***** Texte à lire

Faits à l'origine du litige

12.
    M. Böcker-Lensing, exploitant agricole à Borken (Allemagne), a souscrit à un engagement de non-commercialisation dans le cadre du règlement n° 1078/77. Cet engagement a pris fin le 18 mars 1983. Le requérant n'a pas repris la production de lait à la fin de cet engagement.

13.
    Par contrat du 13 septembre 1988, il a créé avec un autre exploitant agricole, M. Schulze-Beiering, à partir du 15 septembre 1988, une société civile dont l'objet était la gestion d'une exploitation agricole. Il a apporté à cette société le terrain agricole pour lequel il avait souscrit à l'engagement de non-commercialisation.

14.
    Par lettre du 28 juin 1989, il a demandé l'attribution d'une quantité de référence aux autorités nationales.

15.
    Par lettres du 21 décembre 1990, adressées au Conseil et à la Commission, il a demandé une indemnisation des dommages subis. Dans leurs réponses, respectivement du 11 janvier 1991 et du 19 février 1991, les institutions se sont déclarées disposées à ne pas invoquer la prescription jusqu'à l'expiration d'un délai

de trois mois faisant suite à la publication, au Journal officiel des Communautés européennes, de l'arrêt Mulder II, pour autant que ses droits n'étaient pas déjà prescrits.

16.
    Après l'adoption du règlement n° 1639/91, les autorités nationales ont refusé d'attribuer une quantité de référence au premier requérant, au motif que, en raison de l'apport à la société du terrain agricole objet de l'engagement de non-commercialisation, il n'était plus possible de le considérer comme «producteur», au sens de l'article 12, sous c), du règlement n° 857/84.

17.
    A la suite de l'adoption du règlement n° 2187/93, du 22 juillet 1993, précité, le premier requérant a demandé à ce que lui fût adressée l'offre d'indemnisation prévue par ce texte. Cette demande a été rejetée au motif que, contrairement à ce qu'exigeait le règlement, aucun des requérants n'avait bénéficié de l'attribution d'une quantité de référence définitive.

18.
    Postérieurement à l'arrêt de la Cour du 27 janvier 1994, Herbrink (C-98/91, Rec. p. I-223), qui a reconnu à une société civile un droit à l'octroi d'une quantité de référence spécifique, la société Böcker-Beiering a reçu des autorités nationales, le 10 avril 1995, une quantité de référence spécifique provisoire, qui est devenue définitive le 5 juillet 1996.

19.

**********
***** Données extraites

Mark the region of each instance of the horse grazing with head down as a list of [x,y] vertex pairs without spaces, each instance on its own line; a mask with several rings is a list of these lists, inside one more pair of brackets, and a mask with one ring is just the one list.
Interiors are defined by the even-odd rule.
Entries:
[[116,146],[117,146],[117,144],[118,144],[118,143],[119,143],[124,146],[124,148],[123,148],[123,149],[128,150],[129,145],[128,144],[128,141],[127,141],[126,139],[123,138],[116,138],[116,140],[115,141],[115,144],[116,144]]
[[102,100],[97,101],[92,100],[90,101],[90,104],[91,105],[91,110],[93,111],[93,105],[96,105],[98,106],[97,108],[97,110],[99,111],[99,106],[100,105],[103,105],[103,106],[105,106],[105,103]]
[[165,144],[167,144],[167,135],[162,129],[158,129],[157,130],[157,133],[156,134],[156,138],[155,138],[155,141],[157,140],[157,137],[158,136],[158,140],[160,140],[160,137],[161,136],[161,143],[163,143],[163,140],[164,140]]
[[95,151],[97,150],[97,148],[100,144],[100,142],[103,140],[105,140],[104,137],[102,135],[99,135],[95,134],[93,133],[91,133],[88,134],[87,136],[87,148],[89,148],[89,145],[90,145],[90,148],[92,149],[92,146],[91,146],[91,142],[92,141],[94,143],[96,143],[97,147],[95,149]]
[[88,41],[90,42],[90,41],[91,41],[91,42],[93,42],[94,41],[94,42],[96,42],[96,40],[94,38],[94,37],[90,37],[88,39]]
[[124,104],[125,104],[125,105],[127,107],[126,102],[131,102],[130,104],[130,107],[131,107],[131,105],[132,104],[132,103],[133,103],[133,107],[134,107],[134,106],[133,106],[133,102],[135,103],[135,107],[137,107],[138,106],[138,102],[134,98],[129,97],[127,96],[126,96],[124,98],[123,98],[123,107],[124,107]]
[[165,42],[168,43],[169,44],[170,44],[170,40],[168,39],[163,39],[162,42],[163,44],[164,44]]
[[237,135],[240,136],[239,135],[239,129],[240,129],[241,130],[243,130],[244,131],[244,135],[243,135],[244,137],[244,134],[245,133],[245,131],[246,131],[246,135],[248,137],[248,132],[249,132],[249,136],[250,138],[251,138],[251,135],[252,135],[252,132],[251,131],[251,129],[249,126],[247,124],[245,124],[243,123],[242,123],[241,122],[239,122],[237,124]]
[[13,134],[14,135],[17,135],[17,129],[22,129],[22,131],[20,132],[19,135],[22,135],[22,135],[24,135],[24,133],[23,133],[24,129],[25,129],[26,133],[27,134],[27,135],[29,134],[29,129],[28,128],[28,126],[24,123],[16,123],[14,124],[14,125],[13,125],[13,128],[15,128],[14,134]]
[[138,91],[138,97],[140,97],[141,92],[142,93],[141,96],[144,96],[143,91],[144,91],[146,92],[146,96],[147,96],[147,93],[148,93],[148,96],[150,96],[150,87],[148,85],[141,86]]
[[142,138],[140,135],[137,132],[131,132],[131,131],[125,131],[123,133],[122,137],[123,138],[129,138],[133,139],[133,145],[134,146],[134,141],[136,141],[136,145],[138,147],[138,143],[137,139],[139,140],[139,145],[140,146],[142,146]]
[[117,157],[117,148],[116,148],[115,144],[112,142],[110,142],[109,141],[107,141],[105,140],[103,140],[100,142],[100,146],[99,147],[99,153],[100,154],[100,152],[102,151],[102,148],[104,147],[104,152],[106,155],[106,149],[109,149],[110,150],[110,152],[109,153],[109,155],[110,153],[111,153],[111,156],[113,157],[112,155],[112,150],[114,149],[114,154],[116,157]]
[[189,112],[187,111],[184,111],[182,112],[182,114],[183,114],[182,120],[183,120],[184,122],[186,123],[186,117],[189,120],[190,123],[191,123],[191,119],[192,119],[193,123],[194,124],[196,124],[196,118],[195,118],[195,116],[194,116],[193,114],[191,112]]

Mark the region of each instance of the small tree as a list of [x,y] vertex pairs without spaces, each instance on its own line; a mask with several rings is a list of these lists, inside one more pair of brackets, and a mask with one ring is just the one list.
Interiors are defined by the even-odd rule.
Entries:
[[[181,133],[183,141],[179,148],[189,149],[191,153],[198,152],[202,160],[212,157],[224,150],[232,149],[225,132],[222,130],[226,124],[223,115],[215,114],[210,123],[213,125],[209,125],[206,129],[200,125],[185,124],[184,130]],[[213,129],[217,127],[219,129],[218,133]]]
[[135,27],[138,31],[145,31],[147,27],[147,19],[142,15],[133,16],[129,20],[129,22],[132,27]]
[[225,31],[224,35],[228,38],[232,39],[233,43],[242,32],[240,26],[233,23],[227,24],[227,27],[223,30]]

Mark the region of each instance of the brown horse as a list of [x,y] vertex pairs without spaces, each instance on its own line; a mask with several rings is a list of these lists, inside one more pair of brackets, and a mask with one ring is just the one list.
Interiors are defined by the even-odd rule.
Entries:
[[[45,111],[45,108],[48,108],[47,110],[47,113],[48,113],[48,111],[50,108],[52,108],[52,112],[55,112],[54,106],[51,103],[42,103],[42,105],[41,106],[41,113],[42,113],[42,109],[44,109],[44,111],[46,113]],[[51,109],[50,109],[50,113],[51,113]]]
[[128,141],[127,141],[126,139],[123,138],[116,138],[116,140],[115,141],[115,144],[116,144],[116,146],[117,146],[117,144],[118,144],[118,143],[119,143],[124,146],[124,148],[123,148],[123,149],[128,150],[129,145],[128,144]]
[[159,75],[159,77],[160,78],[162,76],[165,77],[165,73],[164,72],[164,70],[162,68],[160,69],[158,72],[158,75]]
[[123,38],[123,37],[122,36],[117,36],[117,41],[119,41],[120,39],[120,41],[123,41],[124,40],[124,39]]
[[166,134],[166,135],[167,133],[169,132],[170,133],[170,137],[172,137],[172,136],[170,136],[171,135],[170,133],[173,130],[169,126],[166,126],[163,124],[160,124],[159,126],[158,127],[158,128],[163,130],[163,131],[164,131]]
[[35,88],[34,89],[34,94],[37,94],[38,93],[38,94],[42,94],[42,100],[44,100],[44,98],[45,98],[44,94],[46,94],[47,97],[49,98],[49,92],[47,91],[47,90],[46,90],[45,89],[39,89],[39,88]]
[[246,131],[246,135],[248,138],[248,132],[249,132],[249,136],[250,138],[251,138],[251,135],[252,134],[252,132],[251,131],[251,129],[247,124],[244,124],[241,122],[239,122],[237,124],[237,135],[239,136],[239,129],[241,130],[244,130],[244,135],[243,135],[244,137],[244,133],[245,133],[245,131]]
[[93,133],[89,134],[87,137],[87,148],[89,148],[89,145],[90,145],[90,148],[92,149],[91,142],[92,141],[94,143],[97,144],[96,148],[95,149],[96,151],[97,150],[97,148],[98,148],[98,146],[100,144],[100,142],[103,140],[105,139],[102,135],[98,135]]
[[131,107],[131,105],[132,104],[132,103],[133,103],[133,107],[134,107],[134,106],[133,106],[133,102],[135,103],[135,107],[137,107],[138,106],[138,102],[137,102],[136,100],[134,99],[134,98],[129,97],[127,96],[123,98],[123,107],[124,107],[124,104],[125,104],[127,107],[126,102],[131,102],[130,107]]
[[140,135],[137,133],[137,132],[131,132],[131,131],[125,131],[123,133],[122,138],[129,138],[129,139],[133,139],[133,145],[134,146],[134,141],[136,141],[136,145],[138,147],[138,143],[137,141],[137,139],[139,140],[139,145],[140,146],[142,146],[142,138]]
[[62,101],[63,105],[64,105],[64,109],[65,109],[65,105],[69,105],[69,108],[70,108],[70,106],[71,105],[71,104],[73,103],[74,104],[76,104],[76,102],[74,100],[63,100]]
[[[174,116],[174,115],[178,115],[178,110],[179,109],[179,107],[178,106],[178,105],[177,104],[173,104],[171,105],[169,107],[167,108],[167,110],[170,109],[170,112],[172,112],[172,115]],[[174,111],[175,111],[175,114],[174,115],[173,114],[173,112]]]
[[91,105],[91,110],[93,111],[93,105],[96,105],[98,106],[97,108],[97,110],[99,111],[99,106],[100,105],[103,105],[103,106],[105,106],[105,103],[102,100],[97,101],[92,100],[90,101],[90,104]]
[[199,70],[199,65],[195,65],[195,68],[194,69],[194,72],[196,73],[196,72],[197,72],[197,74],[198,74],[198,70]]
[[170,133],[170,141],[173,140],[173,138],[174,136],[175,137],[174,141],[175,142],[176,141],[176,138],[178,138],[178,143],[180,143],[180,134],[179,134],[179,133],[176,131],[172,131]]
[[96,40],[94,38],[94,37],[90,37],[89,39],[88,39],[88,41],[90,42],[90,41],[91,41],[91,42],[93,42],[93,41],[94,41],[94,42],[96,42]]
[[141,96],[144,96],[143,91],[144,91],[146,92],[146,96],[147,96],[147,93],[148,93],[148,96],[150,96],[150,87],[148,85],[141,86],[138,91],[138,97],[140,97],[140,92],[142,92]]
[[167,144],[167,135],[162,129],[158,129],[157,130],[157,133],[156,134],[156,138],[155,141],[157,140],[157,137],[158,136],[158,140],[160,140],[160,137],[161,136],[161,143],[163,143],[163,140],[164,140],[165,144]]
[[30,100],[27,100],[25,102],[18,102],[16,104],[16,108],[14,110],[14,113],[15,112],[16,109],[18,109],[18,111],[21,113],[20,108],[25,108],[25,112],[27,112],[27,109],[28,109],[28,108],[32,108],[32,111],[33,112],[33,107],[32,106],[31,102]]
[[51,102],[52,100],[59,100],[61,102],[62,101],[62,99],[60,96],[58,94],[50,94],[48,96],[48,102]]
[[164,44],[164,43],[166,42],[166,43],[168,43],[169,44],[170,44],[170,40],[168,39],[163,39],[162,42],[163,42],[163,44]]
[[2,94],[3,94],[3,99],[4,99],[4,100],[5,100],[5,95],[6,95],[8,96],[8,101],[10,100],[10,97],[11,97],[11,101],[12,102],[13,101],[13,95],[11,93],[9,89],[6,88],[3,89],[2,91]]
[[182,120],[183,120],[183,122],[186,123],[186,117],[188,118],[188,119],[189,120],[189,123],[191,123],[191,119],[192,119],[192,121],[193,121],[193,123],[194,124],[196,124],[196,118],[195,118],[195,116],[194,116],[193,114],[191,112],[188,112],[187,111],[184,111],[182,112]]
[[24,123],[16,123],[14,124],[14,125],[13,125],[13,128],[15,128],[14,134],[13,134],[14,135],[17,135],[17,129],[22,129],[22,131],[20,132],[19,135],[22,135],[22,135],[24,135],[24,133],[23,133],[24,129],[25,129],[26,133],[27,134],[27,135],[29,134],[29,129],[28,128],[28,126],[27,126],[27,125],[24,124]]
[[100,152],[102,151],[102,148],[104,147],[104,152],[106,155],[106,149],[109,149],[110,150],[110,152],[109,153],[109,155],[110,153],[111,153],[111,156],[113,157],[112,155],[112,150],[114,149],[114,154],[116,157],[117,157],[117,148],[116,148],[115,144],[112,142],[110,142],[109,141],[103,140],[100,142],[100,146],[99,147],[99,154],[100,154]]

**********

> **Consignes à suivre**
1 > Recopiez le texte à lire depuis « Par lettres du » jusqu'à « pas déjà prescrits. ».
2 > Indiquez si chaque affirmation ci-dessous concorde avec le texte à lire, en répondant par oui ou par non et en citant les mots qui tranchent.
(a) L'engagement de non-commercialisation a pris fin le 18 mars 1983.
(b) Le requérant a repris la production de lait à la fin de son engagement.
(c) La quantité de référence spécifique provisoire est devenue définitive le 10 avril 1995.
3 > Répondez aux questions suivantes d'après le texte à lire.
(a) Avec quel exploitant agricole M. Böcker-Lensing a-t-il créé une société civile ?
(b) À quelle date a-t-il demandé l'attribution d'une quantité de référence aux autorités nationales ?
(c) De quand date la réponse de la Commission à sa demande d'indemnisation ?

> **Réponses attendues**
1 >
Par lettres du 21 décembre 1990, adressées au Conseil et à la Commission, il a demandé une indemnisation des dommages subis. Dans leurs réponses, respectivement du 11 janvier 1991 et du 19 février 1991, les institutions se sont déclarées disposées à ne pas invoquer la prescription jusqu'à l'expiration d'un délai

de trois mois faisant suite à la publication, au Journal officiel des Communautés européennes, de l'arrêt Mulder II, pour autant que ses droits n'étaient pas déjà prescrits.

2 >
(a) Oui : « Cet engagement a pris fin le 18 mars 1983. »
(b) Non : « Le requérant n'a pas repris la production de lait à la fin de cet engagement. »
(c) Non : « une quantité de référence spécifique provisoire, qui est devenue définitive le 5 juillet 1996 »

3 >
(a) M. Schulze-Beiering
(b) Le 28 juin 1989
(c) Du 19 février 1991